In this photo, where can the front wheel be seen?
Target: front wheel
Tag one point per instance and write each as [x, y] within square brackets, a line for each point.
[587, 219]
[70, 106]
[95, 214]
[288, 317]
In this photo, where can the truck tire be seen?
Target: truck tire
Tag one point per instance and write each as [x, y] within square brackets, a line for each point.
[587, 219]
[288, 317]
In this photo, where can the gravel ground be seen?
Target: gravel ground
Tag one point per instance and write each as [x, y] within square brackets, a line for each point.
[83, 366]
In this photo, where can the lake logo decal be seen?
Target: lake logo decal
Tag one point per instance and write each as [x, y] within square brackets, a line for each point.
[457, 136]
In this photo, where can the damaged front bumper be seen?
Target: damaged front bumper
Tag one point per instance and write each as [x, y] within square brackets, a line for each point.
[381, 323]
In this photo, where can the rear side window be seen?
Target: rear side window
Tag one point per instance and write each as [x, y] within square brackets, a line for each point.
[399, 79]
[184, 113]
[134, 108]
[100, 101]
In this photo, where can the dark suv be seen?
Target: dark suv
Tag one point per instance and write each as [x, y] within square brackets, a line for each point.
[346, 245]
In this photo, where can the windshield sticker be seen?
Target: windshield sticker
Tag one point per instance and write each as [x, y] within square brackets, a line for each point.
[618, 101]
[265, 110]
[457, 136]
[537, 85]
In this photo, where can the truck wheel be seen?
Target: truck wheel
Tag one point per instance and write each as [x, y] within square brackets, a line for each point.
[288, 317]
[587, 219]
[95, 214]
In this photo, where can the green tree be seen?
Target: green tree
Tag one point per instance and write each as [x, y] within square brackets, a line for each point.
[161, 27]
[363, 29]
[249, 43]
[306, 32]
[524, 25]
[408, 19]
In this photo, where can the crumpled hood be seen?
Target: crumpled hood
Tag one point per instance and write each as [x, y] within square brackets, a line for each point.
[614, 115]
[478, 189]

WHAT THE TASK ASKS:
How many of the lines above hold the word "side"? Give only that number.

OUTPUT:
2